## [EXERCISE BRIEF]
Locate every row below that contains the string "high" and copy each one in full. Matching is case-sensitive.

# DATA ENTRIES start

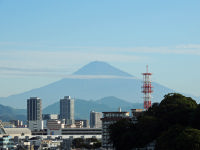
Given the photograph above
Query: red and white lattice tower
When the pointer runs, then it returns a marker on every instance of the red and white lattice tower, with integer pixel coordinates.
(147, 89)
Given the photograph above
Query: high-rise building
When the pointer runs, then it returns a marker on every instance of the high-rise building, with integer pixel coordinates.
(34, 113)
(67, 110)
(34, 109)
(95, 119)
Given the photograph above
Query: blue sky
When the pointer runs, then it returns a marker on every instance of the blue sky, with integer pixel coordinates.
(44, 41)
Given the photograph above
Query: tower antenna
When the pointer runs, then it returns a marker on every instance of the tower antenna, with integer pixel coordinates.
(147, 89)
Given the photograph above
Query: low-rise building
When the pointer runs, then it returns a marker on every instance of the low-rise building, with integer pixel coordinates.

# DATA ENTRIES end
# DATA ENTRIES start

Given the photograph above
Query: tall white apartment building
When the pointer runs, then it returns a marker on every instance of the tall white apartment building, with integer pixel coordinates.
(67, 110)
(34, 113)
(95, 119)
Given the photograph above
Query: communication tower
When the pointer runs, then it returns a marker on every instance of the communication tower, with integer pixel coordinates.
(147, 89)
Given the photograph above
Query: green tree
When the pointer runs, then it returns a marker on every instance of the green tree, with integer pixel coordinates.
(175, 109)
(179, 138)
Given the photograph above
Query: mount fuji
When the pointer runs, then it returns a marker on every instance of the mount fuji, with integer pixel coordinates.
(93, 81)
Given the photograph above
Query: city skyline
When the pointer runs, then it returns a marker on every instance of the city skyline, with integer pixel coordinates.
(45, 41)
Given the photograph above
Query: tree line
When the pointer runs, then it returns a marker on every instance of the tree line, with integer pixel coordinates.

# DATA ENTRIES end

## [OUTPUT FOR THIS TASK]
Query: high-rise building
When the pointer runs, then it returns a marker on every instance of the high-rise building, with integer pixel coordinates.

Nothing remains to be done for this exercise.